— Begin Recorded information —

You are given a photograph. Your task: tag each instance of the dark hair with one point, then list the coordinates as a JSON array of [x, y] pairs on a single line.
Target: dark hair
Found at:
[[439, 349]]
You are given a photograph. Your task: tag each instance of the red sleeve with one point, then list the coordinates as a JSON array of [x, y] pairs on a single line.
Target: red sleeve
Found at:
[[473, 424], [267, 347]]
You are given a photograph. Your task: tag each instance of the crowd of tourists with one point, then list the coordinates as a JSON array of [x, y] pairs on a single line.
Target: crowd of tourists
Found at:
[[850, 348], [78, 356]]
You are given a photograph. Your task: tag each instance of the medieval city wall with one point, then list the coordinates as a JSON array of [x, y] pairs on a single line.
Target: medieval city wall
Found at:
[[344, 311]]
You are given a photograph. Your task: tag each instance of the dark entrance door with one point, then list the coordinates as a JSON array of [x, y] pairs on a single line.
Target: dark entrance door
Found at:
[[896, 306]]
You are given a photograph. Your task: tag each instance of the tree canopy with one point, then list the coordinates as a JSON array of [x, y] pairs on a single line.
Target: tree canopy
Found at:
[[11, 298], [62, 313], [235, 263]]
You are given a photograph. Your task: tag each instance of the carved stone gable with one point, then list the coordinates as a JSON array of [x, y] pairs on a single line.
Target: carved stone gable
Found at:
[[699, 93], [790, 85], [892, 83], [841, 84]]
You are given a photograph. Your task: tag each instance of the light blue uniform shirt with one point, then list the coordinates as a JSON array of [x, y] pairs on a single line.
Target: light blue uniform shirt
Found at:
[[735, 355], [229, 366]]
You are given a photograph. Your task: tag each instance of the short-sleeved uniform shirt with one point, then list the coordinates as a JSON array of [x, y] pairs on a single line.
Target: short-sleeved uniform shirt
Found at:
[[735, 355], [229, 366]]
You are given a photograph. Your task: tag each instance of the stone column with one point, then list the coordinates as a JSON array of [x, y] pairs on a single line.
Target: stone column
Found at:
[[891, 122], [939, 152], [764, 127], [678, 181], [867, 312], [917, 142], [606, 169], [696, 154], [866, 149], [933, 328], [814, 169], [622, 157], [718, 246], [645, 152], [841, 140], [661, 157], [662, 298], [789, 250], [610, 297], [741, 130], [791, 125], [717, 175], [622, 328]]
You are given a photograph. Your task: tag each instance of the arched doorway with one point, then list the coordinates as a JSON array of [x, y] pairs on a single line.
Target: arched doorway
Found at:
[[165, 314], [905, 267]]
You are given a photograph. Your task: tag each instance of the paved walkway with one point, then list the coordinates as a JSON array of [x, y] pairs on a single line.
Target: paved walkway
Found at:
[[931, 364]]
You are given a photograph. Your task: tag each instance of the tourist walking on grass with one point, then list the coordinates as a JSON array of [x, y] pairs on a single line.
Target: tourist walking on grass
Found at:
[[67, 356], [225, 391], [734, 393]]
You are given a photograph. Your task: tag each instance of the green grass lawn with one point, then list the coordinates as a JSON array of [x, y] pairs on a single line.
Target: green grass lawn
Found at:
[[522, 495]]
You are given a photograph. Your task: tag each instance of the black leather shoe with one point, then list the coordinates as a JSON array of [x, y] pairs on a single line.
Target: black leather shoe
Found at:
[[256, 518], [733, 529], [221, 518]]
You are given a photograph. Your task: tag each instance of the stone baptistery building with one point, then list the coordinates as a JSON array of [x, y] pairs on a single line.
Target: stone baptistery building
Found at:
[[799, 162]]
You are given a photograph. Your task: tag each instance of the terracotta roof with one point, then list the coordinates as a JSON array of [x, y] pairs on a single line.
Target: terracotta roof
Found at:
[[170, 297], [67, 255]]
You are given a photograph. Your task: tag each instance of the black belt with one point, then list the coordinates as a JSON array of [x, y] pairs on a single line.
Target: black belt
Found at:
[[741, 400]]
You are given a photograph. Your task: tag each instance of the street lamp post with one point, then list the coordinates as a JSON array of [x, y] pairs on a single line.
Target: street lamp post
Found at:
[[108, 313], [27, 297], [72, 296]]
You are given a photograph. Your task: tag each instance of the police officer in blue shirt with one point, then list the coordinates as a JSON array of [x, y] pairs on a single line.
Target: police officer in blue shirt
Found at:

— End Recorded information —

Goal :: Reproduce the listing above word for word, with every line in its original order.

Finished answer ::
You are given a photograph. Your task: tag each instance of the dark hair with one point, then list the coordinates as a JSON array of [x, y] pairs on a single line.
Target: dark hair
Found at:
[[439, 349]]
You are given a photograph. Your task: tag each instance of the red sleeve with one point, then list the coordinates as a JSON array of [x, y] pairs on a single line.
Target: red sleeve
Found at:
[[473, 424], [267, 347]]
You are given a photograph. Your task: tag each instance of the crowd of tourists with one point, then list the coordinates as a JSON array of [x, y] pairs on a single line.
Target: crowd of tourists
Found at:
[[850, 348], [78, 356]]
You are given a photograph. Your task: tag each instance of the medieval city wall with one point, then list the coordinates as a JSON array of [x, y] pairs on a single line.
Target: medieval city wall
Found at:
[[344, 311]]
You are given a photograph. Your task: tag each instance of the dark entrance door with one point, then list the coordinates as a JSON array of [x, y] pairs on a single line.
Target: dark entrance door
Found at:
[[896, 306]]
You are given a photograph. Your task: tag each instance of the tree canopy with one point, then list the coordinates as a JSON array of [x, y] pairs on a single line.
Target: tree canopy
Found at:
[[11, 298], [62, 313], [235, 263]]
You are given a photograph. Your task: tag each instance of the carved stone gable with one point, then list the coordinates as a JSON array of [x, y] pairs on a single line.
Target: carved stone gable
Found at:
[[699, 93], [790, 85], [892, 83], [841, 84]]
You are given a photograph. Your task: tag each instance of the light blue uniform shirt with one point, then list the coordinates as a JSON array of [x, y] pairs on a single line.
Target: light blue uniform shirt
Found at:
[[735, 355], [229, 366]]
You are given a photograph. Your task: tag each instance of the short-sleeved uniform shirt with one point, then list the coordinates as a JSON array of [x, y] pairs on a single line.
Target: short-sleeved uniform shirt
Found at:
[[735, 355], [229, 366]]
You are given a photograph. Your task: tag each instance of the stone column with one point, then list the coordinates as a JSON array of [x, y] pairs on a single line.
Target: stone column
Found at:
[[891, 122], [939, 152], [764, 127], [678, 181], [867, 312], [917, 142], [606, 169], [696, 154], [866, 149], [933, 328], [814, 169], [622, 157], [718, 246], [645, 152], [841, 140], [661, 157], [662, 298], [789, 250], [610, 297], [741, 130], [791, 125], [717, 175], [622, 328]]
You are given a photograph. Your task: tag each instance of the arched doorway with one point, then list the coordinates as a JSON array of [x, y] pairs on a single line.
Target: arched doorway
Found at:
[[165, 314], [905, 267]]
You are given a photograph. Your task: tag each instance of the paved walkway with one point, then list the coordinates as a JSON array of [x, y] pairs on a single line.
Target: paved walkway
Found at:
[[931, 364]]
You are given a photograph. Your task: tag each instance of the tourist walking on grass with one point, then list the coordinates as a JSON array of [x, y] pairs on a single line.
Target: tourist walking on grass
Found at:
[[67, 356], [225, 391], [734, 393]]
You are given a photograph. Your task: tag each instance of the green grass lawn with one point, then list the coordinates as a JSON array of [x, y] pairs on a single line.
Target: green grass lawn
Found at:
[[522, 495]]
You are given a photograph. Your task: tag each instance of the black leather shoe with one point, then list the coordinates as a JSON array of [x, y] pairs on a single line.
Target: black leather shoe
Found at:
[[256, 518], [733, 529], [221, 518]]
You are given a photograph. Your task: tag each instance of the stone baptistery building with one point, then list the coordinates as a JSON array of [x, y] pairs on a single line.
Target: stone baptistery building
Found at:
[[799, 162]]
You are given a photograph. Your task: tag each instance of the terracotta roof with one point, then list the coordinates as a JSON array of [x, y] pairs on a single line.
Target: terracotta roof
Found at:
[[170, 297], [67, 255]]
You are given a photograph. Your task: tag each instance of the black belt with one point, then list the coordinates as a JSON array of [x, y] pairs on a single line.
Target: black belt
Found at:
[[741, 400]]
You are given a photograph. Your task: tag each instance of the street lamp post with one point, then list the coordinates as a JSON array of [x, y] pairs on a single line.
Target: street lamp post
Found at:
[[108, 313], [27, 297], [72, 296]]
You are given a photograph. Your task: tag each instance of the police officer in blue shirt with one point, then list the coordinates as a JSON array of [x, y] pairs on a single line.
Target: police officer in blue shirt
Found at:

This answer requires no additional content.